- **Document extract**

# Apple Snail babies raise pH?



## Justine (Aug 14, 2010)

I have over 40 Apple snail babies which a local aquarist shop has offered to take off me when the are £ sized ( about 1.5/2 cm dm). The pH in my 60l tank seems to have risen to about 6 from 7. Would the snail babies contribute to that? The only other thing that's changed is the plants are growing well. The fish seem fine. My background water is about pH7. I have started doing more frequent water changes & slightly larger ones for the time being & I'm considering setting up another tank for the snail babies until I can pass them on to the shop. Any other ideas?


----------



## chris oe (Feb 27, 2009)

well, if you think about it, the population in your tank has increased a huge number, that's going to effect your ph. The amount of waste produced when you up the population that much will increase, plus baby snails tend to have a high death rate if they're not all getting a lot of food, and undiscovered baby snails that are dead can have this effect as well. Plus baby snails are putting down new shell at a rapid pace, which tends to lower hardness, which tends to destabilize ph. Get yourself a cuttlebone like you give parakeets and weight that and put it in the tank for the babies. Canned chopped spinach is a good baby food, in small amounts. Plus if you have a non-phosphate ph buffer that's good (phosphate buffers tend to hurt apple snails) Think about upping your regularly scheduled partial water changes, so for instance if you've been doing 10% weekly, think about upping it to 20% at least. Let us know if this solves your problems.


----------



## Justine (Aug 14, 2010)

Thanks for that! I have cuttlebone in for the big snails but I'll try weighting it down so more accessible. Also have spinach!


----------



## James0816 (Jun 19, 2009)

You don't need to weigh it down. Boil it for a few minutes and it will sink. ;o)


----------



## NeonShark666 (Dec 13, 2010)

My tap ph is 6.5 and lower. Snails don't like it so I raise the ph (7.5 to 8.2) with a Rift Lake salt mix. Two other easy ways to raise the ph is with Coral Sand or old, clean Sea Shells.


----------

- **Written problem A**
Based on the apple snail thread, do the following statements agree with it? (i) NeonShark666 says the tap pH is 7.5. (ii) chris oe warns that phosphate buffers tend to hurt apple snails. (iii) James0816 advises weighting the cuttlebone down. Answer yes or no for each and quote the deciding words from the thread.

- **Material**
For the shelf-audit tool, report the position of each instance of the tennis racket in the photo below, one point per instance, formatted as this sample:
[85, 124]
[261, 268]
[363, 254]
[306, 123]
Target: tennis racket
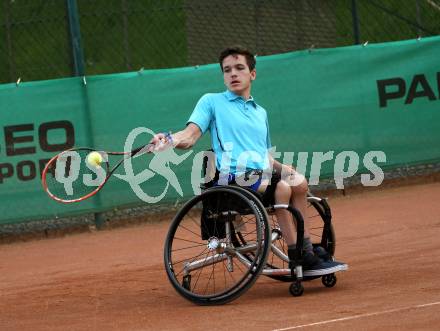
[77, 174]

* * *

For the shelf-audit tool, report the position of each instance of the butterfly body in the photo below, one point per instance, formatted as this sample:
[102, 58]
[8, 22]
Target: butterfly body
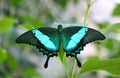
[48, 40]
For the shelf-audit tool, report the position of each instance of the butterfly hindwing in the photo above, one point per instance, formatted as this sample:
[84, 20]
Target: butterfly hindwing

* * *

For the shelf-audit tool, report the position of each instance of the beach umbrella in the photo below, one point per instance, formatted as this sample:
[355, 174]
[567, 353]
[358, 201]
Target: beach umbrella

- **Written problem B**
Render the lines of the listing from the line with "the butterfly body" up to and including the line with "Target: butterfly hindwing" as a numbered list, without blank lines and without the pictures.

- **Complete answer A**
(i) No: "My tap ph is 6.5 and lower."
(ii) Yes: "phosphate buffers tend to hurt apple snails"
(iii) No: "You don't need to weigh it down. Boil it for a few minutes and it will sink."

- **Complete answer B**
1. For the shelf-audit tool, report the position of each instance of the butterfly body in the photo below, one point per instance, formatted as this sample:
2. [102, 58]
3. [8, 22]
4. Target: butterfly body
5. [48, 40]
6. For the shelf-audit tool, report the position of each instance of the butterfly hindwing in the photo above, one point per instance, formatted as this sample:
7. [84, 20]
8. Target: butterfly hindwing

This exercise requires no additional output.